§ **Task description**: For the entries below, the expected answer is the line with "the white flower", the line with "shape point(146, 164)", and every line between them, exactly as written, and nothing more.

*** Extracted records ***

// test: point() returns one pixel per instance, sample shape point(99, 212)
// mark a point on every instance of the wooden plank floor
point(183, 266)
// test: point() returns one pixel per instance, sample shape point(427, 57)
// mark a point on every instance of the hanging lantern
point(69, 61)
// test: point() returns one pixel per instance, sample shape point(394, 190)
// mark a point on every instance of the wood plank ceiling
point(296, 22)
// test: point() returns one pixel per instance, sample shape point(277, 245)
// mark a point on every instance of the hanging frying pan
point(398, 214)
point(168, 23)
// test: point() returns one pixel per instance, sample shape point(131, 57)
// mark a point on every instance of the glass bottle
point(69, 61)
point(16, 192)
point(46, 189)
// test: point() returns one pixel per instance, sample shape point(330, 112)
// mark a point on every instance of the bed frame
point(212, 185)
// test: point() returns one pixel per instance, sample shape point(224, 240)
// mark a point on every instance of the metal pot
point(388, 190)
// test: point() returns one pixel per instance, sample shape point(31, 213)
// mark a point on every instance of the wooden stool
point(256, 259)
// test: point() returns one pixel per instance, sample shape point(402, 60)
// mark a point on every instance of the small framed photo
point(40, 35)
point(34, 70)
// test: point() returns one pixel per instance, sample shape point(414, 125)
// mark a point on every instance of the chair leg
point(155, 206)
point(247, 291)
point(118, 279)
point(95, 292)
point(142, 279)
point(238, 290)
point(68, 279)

*** End of Extracted records ***
*** Extracted records ***

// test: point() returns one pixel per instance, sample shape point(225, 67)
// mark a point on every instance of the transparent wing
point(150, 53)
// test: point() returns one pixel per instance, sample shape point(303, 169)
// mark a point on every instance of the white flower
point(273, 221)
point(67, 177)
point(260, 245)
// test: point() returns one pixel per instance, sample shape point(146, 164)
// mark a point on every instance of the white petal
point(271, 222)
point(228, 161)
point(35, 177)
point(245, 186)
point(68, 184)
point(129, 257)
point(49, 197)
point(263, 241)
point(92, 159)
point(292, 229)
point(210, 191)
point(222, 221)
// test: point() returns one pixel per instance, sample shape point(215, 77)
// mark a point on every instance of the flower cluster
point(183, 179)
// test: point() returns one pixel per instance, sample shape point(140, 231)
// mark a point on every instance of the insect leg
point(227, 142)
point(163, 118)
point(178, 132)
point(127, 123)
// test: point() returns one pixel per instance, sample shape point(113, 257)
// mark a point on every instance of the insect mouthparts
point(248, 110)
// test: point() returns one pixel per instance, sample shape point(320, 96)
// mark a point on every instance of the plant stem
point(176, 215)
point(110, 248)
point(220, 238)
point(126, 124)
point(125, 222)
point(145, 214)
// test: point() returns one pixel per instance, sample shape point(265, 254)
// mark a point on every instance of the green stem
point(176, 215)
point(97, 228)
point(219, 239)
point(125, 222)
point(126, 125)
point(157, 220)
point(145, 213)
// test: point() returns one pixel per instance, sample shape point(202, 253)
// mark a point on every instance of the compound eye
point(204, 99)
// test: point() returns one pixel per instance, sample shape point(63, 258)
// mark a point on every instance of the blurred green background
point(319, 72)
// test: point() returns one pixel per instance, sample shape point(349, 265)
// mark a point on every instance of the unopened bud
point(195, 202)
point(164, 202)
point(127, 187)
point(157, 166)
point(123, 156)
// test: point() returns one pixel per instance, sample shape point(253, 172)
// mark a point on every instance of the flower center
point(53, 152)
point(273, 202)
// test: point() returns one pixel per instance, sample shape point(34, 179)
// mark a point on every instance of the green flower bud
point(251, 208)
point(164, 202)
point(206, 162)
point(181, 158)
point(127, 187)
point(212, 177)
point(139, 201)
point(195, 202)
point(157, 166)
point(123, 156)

*** End of Extracted records ***
*** Extracted records ***

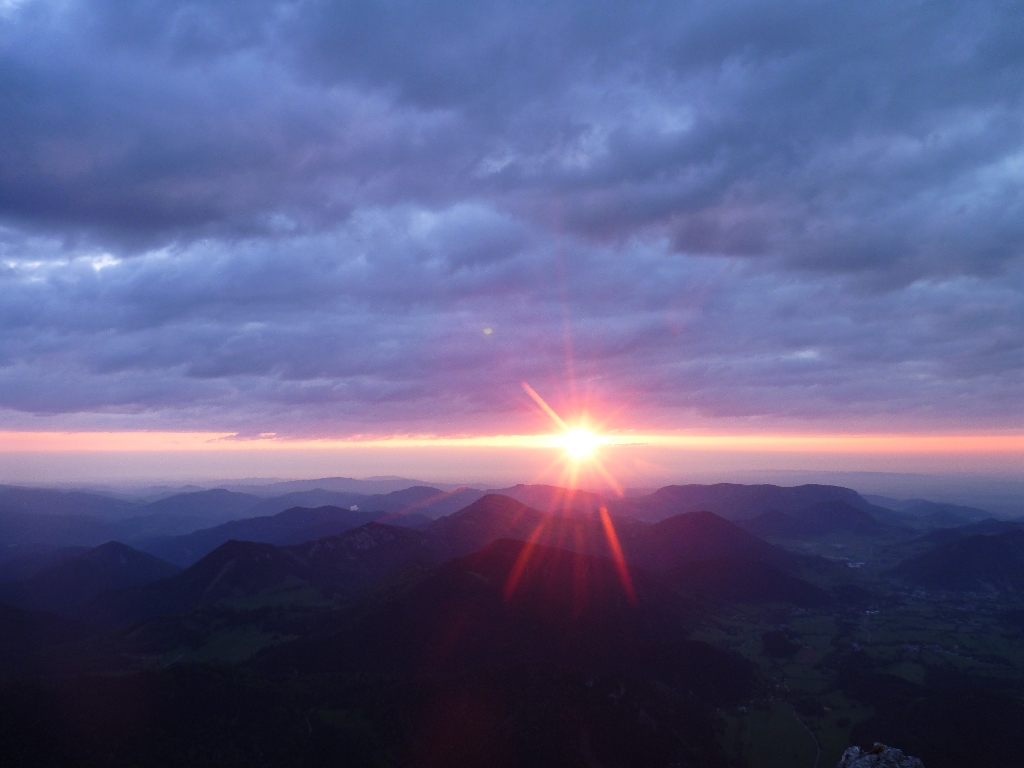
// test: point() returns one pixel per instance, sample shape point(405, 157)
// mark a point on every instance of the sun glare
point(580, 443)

*** End of Extracted records ***

§ **Written reply**:
// mark a point on every instance of the white flower
point(273, 221)
point(67, 177)
point(260, 245)
// test: point() returns one pixel per instance, sample shape point(146, 164)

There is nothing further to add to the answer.